··· Exercise text
15 May 2011

Cinemadness


When it comes to food, it’s not my place to say what’s good or bad; I can only tell you if I like it or not. I’m sure somewhere there is a glowing review for fried rats (IF they are cornfield rats, according to a Cambodian friend), but a professional food critic raving about them holds little sway over me. And just as it is with food, opinions about movies are just too subjective for me to put any stock in them at all. Movies with talking animals have a huge audience, but they just creep me out. Except for TV’s “Mr. Ed.” That was awesome.

I’m not a movie critic. The fact that professional movie (or any) critics exist and get paid for their opinions is a mystery to me. In many instances, they hate the movies I love, and I hate the ones they like. “Real life” movies can be interesting and pertinent; but come on. If I can tell in the first ten minutes of a film what’s going to happen, I had better be so engrossed by the entire experience of writing and acting and sets and costumes and shots that I care about the character who can’t see what’s coming. I should want to scream at the screen. If I’m not anxious to see what comes next, it’s not working.

Escapism is the true power of filmdom. ANYTHING can happen in a movie, and, in my non-paid opinion, should. Indeed, in my little world, there are only three elements that can save almost any film from being an utter waste of time. Those three things are, in no special order, tits, fangs and blood. Now, I hope I didn’t lose you there. As I said, I’m not a critic, but all three of those elements combined in the same film always makes for something I can watch, no matter how stupid the story is, or how badly it’s acted. Am I a cretin? Perhaps, but I just went to a real theater and paid to watch a big budget movie with actors I like for the first time in I don’t know how long, and I was sorely, sorely disappointed.
······
» Problems to work on:
a – In the movie essay, which TV show is named as the exception to the writer's dislike of talking animals?
b – Copy the movie essay from "Escapism is the" up to and including "sorely, sorely disappointed.".
··· Supplied material
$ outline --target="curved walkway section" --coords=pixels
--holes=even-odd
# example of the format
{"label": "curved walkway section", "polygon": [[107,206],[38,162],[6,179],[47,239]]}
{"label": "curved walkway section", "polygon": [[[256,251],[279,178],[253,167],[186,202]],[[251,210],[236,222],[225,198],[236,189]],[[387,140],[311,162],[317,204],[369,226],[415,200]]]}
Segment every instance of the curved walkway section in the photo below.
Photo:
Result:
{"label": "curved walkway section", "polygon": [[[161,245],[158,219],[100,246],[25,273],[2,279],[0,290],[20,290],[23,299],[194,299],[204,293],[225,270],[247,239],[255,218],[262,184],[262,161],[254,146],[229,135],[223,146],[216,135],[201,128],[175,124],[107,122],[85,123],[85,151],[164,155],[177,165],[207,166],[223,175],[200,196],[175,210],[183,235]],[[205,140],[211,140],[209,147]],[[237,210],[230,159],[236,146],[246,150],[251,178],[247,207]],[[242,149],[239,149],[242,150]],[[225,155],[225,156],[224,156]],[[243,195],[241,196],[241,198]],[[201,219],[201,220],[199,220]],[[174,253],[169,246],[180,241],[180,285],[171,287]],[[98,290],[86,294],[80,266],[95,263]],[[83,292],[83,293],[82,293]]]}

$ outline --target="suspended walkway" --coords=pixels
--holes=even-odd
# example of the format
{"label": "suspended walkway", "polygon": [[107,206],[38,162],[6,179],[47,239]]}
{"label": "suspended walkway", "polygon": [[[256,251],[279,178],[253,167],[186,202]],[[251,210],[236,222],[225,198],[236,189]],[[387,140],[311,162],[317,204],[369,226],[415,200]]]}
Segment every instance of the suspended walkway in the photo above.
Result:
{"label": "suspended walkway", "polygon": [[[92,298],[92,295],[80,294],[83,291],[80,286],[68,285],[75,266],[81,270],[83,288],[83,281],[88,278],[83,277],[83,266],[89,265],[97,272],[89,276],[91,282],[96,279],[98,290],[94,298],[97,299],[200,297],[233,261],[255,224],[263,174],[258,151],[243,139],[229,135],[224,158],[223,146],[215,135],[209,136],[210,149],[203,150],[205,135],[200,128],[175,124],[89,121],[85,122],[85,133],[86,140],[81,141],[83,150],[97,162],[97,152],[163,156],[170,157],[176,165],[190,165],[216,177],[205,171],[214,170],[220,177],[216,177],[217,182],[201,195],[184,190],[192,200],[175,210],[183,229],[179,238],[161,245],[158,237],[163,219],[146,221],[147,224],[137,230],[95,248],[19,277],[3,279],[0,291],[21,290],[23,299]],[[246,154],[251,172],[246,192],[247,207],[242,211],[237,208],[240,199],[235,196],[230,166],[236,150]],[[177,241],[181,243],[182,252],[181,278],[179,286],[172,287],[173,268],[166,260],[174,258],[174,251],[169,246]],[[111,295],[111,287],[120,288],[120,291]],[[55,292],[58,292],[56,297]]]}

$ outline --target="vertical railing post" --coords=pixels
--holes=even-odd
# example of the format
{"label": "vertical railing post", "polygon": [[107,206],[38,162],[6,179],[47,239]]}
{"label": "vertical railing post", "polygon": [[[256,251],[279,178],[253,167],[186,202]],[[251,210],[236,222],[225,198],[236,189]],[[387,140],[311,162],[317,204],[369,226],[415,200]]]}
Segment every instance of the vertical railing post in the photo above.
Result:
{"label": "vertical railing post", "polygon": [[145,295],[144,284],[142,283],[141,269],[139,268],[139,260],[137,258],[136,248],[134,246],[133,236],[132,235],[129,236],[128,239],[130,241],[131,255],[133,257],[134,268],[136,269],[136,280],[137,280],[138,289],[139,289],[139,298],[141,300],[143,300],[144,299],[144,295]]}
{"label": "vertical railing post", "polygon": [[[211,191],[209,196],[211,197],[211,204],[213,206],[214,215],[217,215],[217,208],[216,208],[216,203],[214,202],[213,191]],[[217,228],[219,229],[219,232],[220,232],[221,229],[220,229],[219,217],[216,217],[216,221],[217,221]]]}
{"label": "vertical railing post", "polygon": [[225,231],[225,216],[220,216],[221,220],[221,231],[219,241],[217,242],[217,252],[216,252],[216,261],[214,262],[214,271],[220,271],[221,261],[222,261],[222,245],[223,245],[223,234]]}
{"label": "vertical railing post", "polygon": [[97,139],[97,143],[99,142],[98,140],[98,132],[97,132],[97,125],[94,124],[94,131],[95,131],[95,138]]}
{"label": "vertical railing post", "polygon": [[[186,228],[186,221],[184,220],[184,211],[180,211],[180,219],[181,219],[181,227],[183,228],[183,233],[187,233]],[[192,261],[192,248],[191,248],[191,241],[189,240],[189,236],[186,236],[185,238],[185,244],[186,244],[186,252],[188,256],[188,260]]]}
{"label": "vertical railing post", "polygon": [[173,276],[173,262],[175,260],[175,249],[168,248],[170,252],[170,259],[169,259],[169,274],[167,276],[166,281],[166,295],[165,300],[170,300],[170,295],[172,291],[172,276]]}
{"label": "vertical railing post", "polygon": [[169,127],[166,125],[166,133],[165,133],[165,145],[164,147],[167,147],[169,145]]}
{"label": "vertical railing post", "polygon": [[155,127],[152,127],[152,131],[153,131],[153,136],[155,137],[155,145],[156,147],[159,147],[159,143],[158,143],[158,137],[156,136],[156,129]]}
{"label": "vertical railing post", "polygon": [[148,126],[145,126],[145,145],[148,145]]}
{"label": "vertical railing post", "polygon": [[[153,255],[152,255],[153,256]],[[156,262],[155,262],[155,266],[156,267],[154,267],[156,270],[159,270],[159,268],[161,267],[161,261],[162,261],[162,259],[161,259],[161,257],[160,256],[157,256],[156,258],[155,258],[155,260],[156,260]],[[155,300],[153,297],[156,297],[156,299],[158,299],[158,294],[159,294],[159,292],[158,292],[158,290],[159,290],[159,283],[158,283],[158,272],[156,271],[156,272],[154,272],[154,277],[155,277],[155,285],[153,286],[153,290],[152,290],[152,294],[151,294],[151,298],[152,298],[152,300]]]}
······
» Your responses:
a – "Mr. Ed."

b –
Escapism is the true power of filmdom. ANYTHING can happen in a movie, and, in my non-paid opinion, should. Indeed, in my little world, there are only three elements that can save almost any film from being an utter waste of time. Those three things are, in no special order, tits, fangs and blood. Now, I hope I didn’t lose you there. As I said, I’m not a critic, but all three of those elements combined in the same film always makes for something I can watch, no matter how stupid the story is, or how badly it’s acted. Am I a cretin? Perhaps, but I just went to a real theater and paid to watch a big budget movie with actors I like for the first time in I don’t know how long, and I was sorely, sorely disappointed.